» **Text section**
+++

But it gets worse. Bush’s proposal is for a tax deduction for health insurance purchasing, which is highly regressive to begin with (since deductions have a greater value to those in higher tax brackets) and useless to poorer families with little or no tax liability. Since the proposal is explicitly designed to undermine employer-sponsored health insurance, it represents a radical attack on the very idea of pooled purchasing, and would send the U.S. health care system back towards the 1950s, when individual plans, and/or non-insured direct payment of health care costs, was the norm. With the exception of Mitt Romney, who appears reluctant to talk about the Massachussets coverage expansion initiative he signed, the Republican presidential candidates have generally embraced the same sort of “thinking” tilting towards tax-driven individual insurance purchasing.
Will Democrats effectively expose this retrograde GOP approach to health care? They should, but some will be tempted to reinforce Bush’s government/private distinction, to the extent that they support a single-payer system that would radically reduce or eliminate the public role of private insurers and/or providers. It’s a classic dilemma: do you hold the GOP responsible for the evils of the status quo, and propose a decisive break with it, or focus on the GOP’s intentions to make a decisive break with the status quo in precisely the wrong direction?
The entire subject may well offer a fateful decision for both parties.

2 comments on ““Philosophical Differences” On Health Care

  1. edkilgore on

    Albert:
    Yours is about the clearest expression possible for the policy argument in favor of a single-payer system.
    Politically, the advantage of this approach is its extraordinary simplicity. The downsides, as you probably know, are (1) that even if it holds down overall health care costs, it would require a pretty steep tax increase initially, and (2) it does, as my post suggested, enable Republicans to disguise the fundamental radicalism of their position by posing as opponents of a “government takeover” of health care.
    Thanks for commenting. Please continue do so in the future.
    Ed Kilgore

    Reply
  2. Albert Whited on

    I think the SCHIP initiative should be viewed as a stop-gap measure at best, since it really pours money into the broken (private health insurance) scheme. Furthermore, the bill linking its support with tobacco taxes is non-sensical. Would we tell some kids they couldn’t be insured because there weren’t enough smokers this month?
    Raising taxes on tobacco sales is probably a good thing, since it serves as a disincentive to smoking generally. But to make a health care program contingent on it seems paradoxical. Health care should be funded–even if by transfering funds to private insurance companies–in the budget. Tobacco tax revenue may in part offset the budget. But, the two line items should not be linked.
    Ultimately, SCHIP and every other program that includes an insurance component is wasteful. That middle-man insurance industry is just inefficient fat in the system making health care more expensive for all.

+++

[Data entries]

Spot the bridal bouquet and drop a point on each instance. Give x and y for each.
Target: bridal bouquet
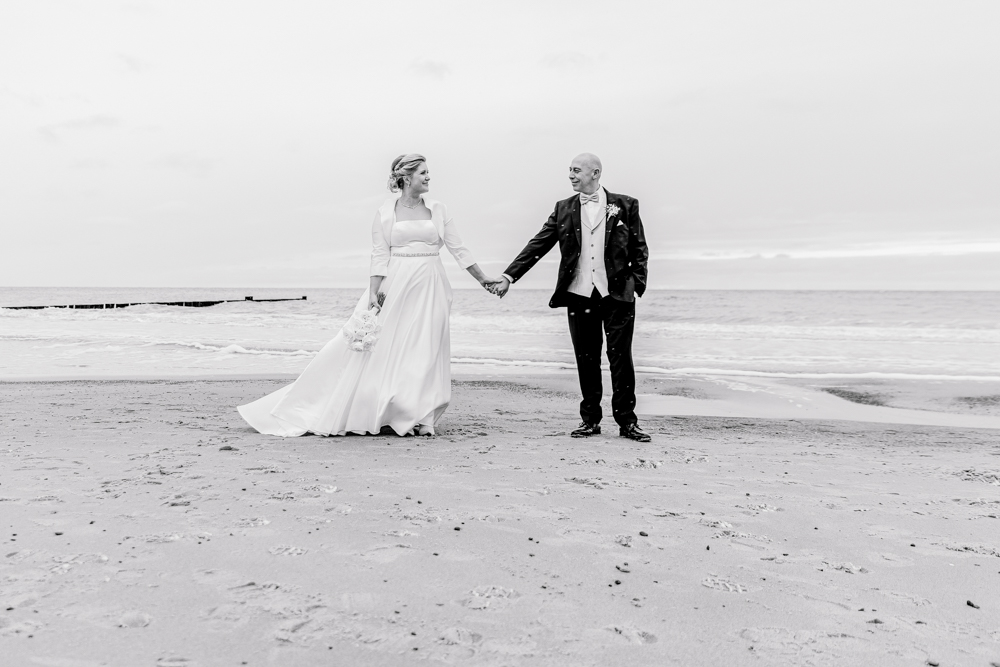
(362, 331)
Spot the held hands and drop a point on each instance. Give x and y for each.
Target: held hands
(376, 300)
(497, 286)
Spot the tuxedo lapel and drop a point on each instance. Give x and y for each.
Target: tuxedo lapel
(575, 220)
(608, 222)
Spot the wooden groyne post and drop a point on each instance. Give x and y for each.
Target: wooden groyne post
(186, 304)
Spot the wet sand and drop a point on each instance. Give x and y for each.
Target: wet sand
(145, 524)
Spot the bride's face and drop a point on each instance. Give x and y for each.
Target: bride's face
(420, 181)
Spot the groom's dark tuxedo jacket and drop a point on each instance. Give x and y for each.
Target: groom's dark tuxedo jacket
(625, 251)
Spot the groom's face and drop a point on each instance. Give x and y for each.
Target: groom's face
(584, 176)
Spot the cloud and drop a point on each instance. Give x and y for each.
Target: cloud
(185, 162)
(137, 65)
(95, 122)
(568, 61)
(430, 69)
(915, 249)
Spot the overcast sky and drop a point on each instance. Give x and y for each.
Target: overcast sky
(770, 144)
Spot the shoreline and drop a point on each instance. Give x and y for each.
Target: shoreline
(145, 523)
(959, 403)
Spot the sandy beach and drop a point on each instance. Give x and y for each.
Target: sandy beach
(146, 524)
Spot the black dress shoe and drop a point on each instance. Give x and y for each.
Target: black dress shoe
(632, 432)
(585, 430)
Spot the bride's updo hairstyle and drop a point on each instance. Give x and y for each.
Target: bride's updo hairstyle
(402, 167)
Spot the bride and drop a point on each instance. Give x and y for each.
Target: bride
(404, 382)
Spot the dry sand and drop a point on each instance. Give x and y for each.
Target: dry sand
(145, 524)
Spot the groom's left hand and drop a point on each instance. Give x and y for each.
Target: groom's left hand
(500, 287)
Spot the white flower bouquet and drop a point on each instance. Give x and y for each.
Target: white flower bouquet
(362, 331)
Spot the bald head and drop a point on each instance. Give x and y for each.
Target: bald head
(585, 173)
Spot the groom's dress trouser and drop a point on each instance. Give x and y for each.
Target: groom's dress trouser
(587, 317)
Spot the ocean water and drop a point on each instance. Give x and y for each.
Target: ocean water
(931, 335)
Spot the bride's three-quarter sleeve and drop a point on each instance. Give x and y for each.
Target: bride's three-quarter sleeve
(457, 249)
(380, 248)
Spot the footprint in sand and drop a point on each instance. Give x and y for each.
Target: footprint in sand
(286, 550)
(174, 662)
(251, 522)
(723, 584)
(488, 597)
(633, 634)
(623, 540)
(134, 619)
(460, 637)
(849, 568)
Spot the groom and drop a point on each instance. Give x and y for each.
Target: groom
(603, 269)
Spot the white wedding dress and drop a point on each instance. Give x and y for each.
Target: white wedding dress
(405, 381)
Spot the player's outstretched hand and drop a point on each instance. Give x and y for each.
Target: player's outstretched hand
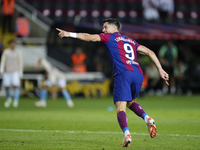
(164, 76)
(62, 33)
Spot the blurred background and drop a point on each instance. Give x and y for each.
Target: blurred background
(157, 24)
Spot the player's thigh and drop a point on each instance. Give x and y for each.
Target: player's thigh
(61, 83)
(137, 80)
(122, 89)
(7, 82)
(15, 79)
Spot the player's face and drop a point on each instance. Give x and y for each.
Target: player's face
(108, 28)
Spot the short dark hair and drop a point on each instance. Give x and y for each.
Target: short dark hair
(112, 21)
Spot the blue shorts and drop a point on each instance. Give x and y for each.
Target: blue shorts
(127, 86)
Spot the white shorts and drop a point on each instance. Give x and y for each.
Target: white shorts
(11, 79)
(60, 83)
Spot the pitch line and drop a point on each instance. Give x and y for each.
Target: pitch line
(92, 132)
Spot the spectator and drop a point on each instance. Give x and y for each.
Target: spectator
(2, 47)
(166, 9)
(168, 55)
(54, 77)
(150, 11)
(12, 70)
(7, 11)
(22, 27)
(78, 60)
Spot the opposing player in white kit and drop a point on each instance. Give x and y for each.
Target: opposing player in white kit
(54, 77)
(12, 71)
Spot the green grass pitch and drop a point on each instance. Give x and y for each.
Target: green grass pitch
(90, 126)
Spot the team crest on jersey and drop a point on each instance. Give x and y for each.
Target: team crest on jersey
(125, 40)
(131, 62)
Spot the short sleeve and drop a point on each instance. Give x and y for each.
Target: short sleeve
(137, 44)
(105, 37)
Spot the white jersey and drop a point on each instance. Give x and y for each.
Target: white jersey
(11, 62)
(53, 73)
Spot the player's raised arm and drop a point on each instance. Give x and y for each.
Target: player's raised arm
(82, 36)
(145, 51)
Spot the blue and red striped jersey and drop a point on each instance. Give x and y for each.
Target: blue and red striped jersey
(122, 52)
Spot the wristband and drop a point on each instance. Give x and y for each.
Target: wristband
(72, 34)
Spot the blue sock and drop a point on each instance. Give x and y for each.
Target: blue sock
(66, 95)
(43, 95)
(16, 94)
(7, 93)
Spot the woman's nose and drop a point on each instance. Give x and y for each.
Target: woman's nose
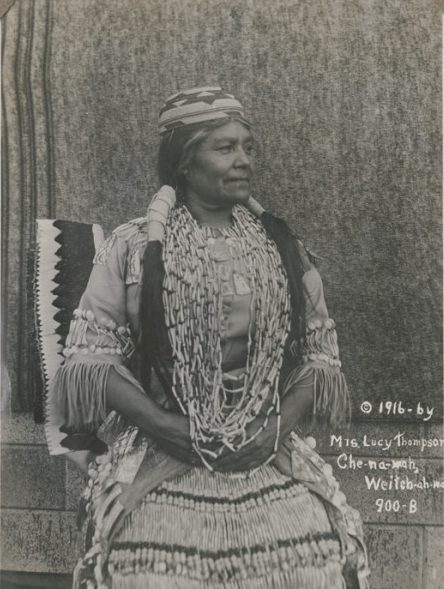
(242, 158)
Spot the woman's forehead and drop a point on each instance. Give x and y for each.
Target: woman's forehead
(233, 131)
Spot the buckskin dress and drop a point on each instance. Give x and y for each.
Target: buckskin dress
(153, 522)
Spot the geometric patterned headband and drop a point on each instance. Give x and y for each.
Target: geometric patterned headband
(198, 105)
(188, 107)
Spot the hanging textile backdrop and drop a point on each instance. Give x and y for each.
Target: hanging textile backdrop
(345, 100)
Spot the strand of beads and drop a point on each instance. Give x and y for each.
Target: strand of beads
(193, 300)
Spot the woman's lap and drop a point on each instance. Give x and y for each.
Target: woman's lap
(223, 531)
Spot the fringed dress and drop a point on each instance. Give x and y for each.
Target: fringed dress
(154, 523)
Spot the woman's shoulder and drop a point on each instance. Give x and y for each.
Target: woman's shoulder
(126, 245)
(308, 258)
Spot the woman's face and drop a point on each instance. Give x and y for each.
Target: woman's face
(221, 169)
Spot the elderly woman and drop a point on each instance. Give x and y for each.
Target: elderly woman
(197, 477)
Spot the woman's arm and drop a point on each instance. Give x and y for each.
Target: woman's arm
(170, 430)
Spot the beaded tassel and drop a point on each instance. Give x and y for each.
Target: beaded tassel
(194, 330)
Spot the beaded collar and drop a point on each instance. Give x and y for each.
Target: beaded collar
(192, 296)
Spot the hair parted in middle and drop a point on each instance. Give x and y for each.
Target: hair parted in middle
(176, 151)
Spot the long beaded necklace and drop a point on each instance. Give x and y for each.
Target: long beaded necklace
(193, 298)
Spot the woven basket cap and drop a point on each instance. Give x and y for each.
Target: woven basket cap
(197, 105)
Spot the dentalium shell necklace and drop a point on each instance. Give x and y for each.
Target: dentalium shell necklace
(193, 298)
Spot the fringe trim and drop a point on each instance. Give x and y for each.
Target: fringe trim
(80, 392)
(331, 397)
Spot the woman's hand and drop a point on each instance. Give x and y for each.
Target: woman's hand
(174, 438)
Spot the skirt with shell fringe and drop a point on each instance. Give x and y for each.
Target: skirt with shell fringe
(228, 531)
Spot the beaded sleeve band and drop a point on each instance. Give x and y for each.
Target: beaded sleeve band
(194, 330)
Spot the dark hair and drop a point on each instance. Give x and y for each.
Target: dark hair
(176, 150)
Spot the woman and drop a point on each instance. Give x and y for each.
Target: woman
(199, 479)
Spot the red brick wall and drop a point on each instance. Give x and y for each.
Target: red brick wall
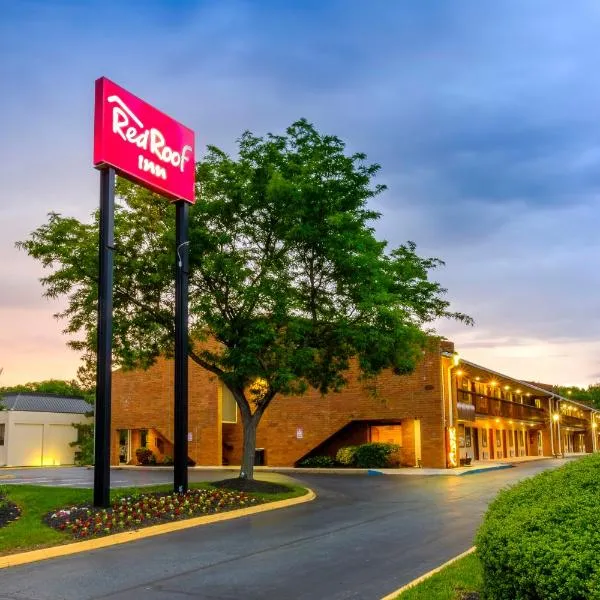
(144, 399)
(389, 396)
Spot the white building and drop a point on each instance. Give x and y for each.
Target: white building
(36, 429)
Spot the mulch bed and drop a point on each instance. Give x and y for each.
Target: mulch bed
(251, 485)
(9, 511)
(144, 510)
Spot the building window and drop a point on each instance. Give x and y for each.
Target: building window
(229, 406)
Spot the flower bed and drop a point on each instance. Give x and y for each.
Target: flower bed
(144, 510)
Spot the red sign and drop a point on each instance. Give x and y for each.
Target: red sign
(142, 143)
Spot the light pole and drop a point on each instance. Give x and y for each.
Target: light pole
(556, 419)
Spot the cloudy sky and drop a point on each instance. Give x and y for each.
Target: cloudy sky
(484, 115)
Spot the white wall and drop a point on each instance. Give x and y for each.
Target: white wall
(40, 438)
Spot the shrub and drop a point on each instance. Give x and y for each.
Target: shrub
(540, 539)
(346, 456)
(145, 456)
(376, 455)
(318, 461)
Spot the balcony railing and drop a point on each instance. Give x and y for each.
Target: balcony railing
(575, 422)
(496, 407)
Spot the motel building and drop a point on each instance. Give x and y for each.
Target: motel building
(448, 413)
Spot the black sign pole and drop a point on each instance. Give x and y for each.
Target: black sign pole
(181, 347)
(104, 354)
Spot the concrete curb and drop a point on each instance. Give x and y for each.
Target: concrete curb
(22, 558)
(427, 575)
(475, 471)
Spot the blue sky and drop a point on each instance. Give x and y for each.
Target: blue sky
(485, 117)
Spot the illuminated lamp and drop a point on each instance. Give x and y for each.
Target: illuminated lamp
(452, 447)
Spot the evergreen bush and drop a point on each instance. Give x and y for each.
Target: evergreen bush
(346, 456)
(540, 539)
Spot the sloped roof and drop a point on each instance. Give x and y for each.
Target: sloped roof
(37, 402)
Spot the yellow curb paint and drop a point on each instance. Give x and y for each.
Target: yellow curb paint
(23, 558)
(427, 575)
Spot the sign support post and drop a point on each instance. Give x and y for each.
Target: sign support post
(143, 144)
(104, 348)
(180, 470)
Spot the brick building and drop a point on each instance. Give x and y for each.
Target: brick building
(447, 412)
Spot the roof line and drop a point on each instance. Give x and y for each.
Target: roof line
(530, 385)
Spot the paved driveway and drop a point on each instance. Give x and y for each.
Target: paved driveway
(361, 539)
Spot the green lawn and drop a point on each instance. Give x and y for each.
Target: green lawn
(462, 576)
(29, 532)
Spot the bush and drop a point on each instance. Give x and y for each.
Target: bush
(376, 455)
(540, 539)
(346, 456)
(318, 461)
(145, 456)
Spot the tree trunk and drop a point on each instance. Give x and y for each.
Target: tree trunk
(247, 469)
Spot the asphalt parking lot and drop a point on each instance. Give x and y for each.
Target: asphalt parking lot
(362, 538)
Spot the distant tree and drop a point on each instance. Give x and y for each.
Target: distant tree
(287, 281)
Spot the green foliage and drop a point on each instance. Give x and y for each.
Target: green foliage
(285, 273)
(540, 539)
(376, 455)
(459, 580)
(318, 461)
(346, 456)
(145, 456)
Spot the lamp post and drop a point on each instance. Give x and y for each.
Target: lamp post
(556, 419)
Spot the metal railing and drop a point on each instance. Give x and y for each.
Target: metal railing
(497, 407)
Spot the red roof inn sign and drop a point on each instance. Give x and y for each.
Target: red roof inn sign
(139, 142)
(142, 143)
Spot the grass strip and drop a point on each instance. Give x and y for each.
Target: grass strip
(452, 583)
(30, 533)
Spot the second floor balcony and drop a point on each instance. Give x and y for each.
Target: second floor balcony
(497, 407)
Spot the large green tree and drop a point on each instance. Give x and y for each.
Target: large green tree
(288, 283)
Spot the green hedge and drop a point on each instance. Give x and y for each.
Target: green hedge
(540, 540)
(346, 456)
(318, 461)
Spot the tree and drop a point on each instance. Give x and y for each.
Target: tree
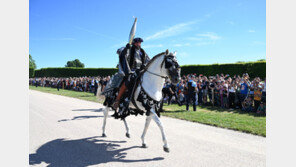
(32, 63)
(74, 63)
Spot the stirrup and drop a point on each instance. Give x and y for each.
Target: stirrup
(115, 105)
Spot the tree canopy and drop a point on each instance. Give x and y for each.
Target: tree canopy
(32, 63)
(74, 63)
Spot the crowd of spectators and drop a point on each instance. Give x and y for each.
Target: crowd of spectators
(237, 92)
(83, 84)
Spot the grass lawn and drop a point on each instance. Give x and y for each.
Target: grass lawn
(235, 119)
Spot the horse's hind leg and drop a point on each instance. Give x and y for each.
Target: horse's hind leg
(159, 124)
(148, 120)
(127, 129)
(105, 120)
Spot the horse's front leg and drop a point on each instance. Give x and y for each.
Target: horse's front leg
(159, 124)
(105, 120)
(127, 129)
(148, 120)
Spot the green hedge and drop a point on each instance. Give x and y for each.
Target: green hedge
(254, 69)
(74, 72)
(31, 72)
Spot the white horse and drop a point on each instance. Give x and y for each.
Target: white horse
(161, 66)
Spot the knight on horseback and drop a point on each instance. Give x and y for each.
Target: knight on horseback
(132, 60)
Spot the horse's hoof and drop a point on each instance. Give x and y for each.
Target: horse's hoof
(166, 149)
(127, 135)
(144, 146)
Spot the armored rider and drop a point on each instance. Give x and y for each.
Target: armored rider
(132, 59)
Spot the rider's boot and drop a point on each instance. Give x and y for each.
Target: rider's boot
(117, 100)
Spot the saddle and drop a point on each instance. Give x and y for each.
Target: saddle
(126, 98)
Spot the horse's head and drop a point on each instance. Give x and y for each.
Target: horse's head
(172, 67)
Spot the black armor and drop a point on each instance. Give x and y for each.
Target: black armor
(132, 60)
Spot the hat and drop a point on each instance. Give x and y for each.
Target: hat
(138, 40)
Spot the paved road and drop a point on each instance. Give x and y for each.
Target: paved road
(67, 132)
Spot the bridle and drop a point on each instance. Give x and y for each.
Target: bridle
(165, 77)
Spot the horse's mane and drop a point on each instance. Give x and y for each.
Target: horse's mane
(152, 60)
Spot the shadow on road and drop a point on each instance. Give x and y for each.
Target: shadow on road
(92, 110)
(78, 118)
(82, 152)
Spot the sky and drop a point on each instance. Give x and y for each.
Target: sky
(200, 31)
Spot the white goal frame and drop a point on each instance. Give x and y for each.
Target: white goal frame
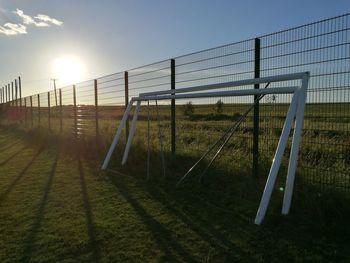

+++

» **Activity**
Set down everything in the health care text above from "1. edkilgore on" down to "of health care.", copying it word for word.

» **Reply**
1. edkilgore on

    Albert:
    Yours is about the clearest expression possible for the policy argument in favor of a single-payer system.
    Politically, the advantage of this approach is its extraordinary simplicity. The downsides, as you probably know, are (1) that even if it holds down overall health care costs, it would require a pretty steep tax increase initially, and (2) it does, as my post suggested, enable Republicans to disguise the fundamental radicalism of their position by posing as opponents of a “government takeover” of health care.